__Stated goal__. Give every line back verbatim, dropping all images.

====== Extracted information

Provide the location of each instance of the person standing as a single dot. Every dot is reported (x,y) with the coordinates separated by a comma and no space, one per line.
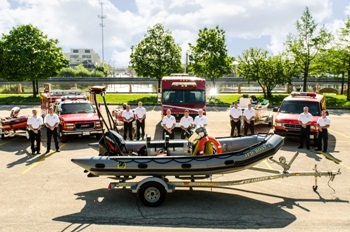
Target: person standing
(305,119)
(168,124)
(186,123)
(323,124)
(140,115)
(200,119)
(128,118)
(51,122)
(249,118)
(34,124)
(235,119)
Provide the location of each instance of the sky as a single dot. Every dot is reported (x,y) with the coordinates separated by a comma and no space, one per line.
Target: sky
(247,23)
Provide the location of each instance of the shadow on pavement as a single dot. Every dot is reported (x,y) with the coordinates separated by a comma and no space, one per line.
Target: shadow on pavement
(183,208)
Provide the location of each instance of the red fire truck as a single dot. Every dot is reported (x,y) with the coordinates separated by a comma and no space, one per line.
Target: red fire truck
(180,92)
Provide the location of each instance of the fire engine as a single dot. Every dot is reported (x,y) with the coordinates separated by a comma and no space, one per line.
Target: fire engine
(286,120)
(180,92)
(76,113)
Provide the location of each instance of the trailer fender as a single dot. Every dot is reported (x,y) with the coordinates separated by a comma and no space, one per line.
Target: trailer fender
(168,188)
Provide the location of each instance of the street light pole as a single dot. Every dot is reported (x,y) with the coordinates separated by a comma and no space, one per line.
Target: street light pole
(102,25)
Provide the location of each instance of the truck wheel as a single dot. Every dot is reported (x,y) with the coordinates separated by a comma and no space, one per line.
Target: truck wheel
(61,136)
(152,194)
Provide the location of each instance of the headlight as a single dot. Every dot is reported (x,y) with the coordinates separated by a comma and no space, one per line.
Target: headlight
(69,126)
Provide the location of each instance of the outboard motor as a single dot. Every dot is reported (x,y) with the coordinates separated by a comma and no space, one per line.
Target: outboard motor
(112,143)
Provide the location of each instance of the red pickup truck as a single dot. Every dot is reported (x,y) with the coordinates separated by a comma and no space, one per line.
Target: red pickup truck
(286,120)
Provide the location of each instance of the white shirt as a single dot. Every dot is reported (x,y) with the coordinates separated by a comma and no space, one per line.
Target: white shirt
(249,113)
(186,122)
(127,114)
(236,112)
(140,112)
(35,122)
(323,121)
(200,120)
(305,118)
(169,121)
(51,120)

============

__Output below__.
Provide the location of each instance of the person standing as a single dot. Every dot is reported (x,y) with the coordinates separated by a comma and no space, one per line.
Target: person standing
(305,119)
(168,124)
(186,123)
(323,124)
(140,115)
(200,119)
(128,118)
(51,122)
(249,118)
(34,124)
(235,119)
Provide the location of each instance of the sky as a single dot. Every dot is reported (x,y) with the coordinates separated by a comma and no space, one per line.
Target: sky
(247,23)
Provide the location of each instance of the shadow on pavement as a single dot. Every dot is reported (x,y) with the coordinates separated by a comma and no space, one per line.
Target: shadow on pavement
(183,208)
Provide the location of each instance of the red fire truck as a single dot. Every dot is reported (x,y) with the coordinates separated by a comma and no space, one per line.
Target: red fire truck
(180,92)
Provide the location of each instance of the fire engine as a single dot. Every dot is reported (x,y) with the coordinates separated by a comma and no space, one per line.
Target: fire engine
(286,120)
(180,92)
(76,113)
Provide the location of each instance of the trailer fender as a single dot. Every dot is reported (x,y) with the coordinates separated by a comma and no space, one per line.
Target: trailer fender
(168,188)
Provide the location of each instance of the street light pole as a single dot. Every dot is reported (x,y) with the coordinates separated by a comma and no space, one per line.
Target: street light pole
(102,25)
Provide the location of each instance of the truck wheel as a single dot. Every dot is reported (x,y) with the coordinates separated by a comma and no space, one per line.
Target: truck wheel
(61,136)
(152,194)
Provide the location of each instance of the headlight as a single dot. Every dot is reported (x,y) with the coordinates separated by a comma and no space, one per line.
Target: headlight
(69,126)
Provide the location of each instance of the outboard motor as a single dot. Every dot is reported (x,y) with the coordinates separated by a comma and no space, one per line.
Target: outboard motor
(112,143)
Provide the location of each instance of the red pickup truck as a single dot. Every dot is reported (x,y) with the coordinates separated by a comma and no space, one per line.
Target: red pickup truck
(286,120)
Provide the location of each instance of the white shirt as a single dot. Every dot is reported (x,y) with the coordinates separated by a comma and no space, one per line.
Target: white shirt
(249,113)
(186,122)
(127,114)
(236,112)
(140,112)
(35,122)
(323,121)
(200,120)
(305,118)
(169,121)
(51,120)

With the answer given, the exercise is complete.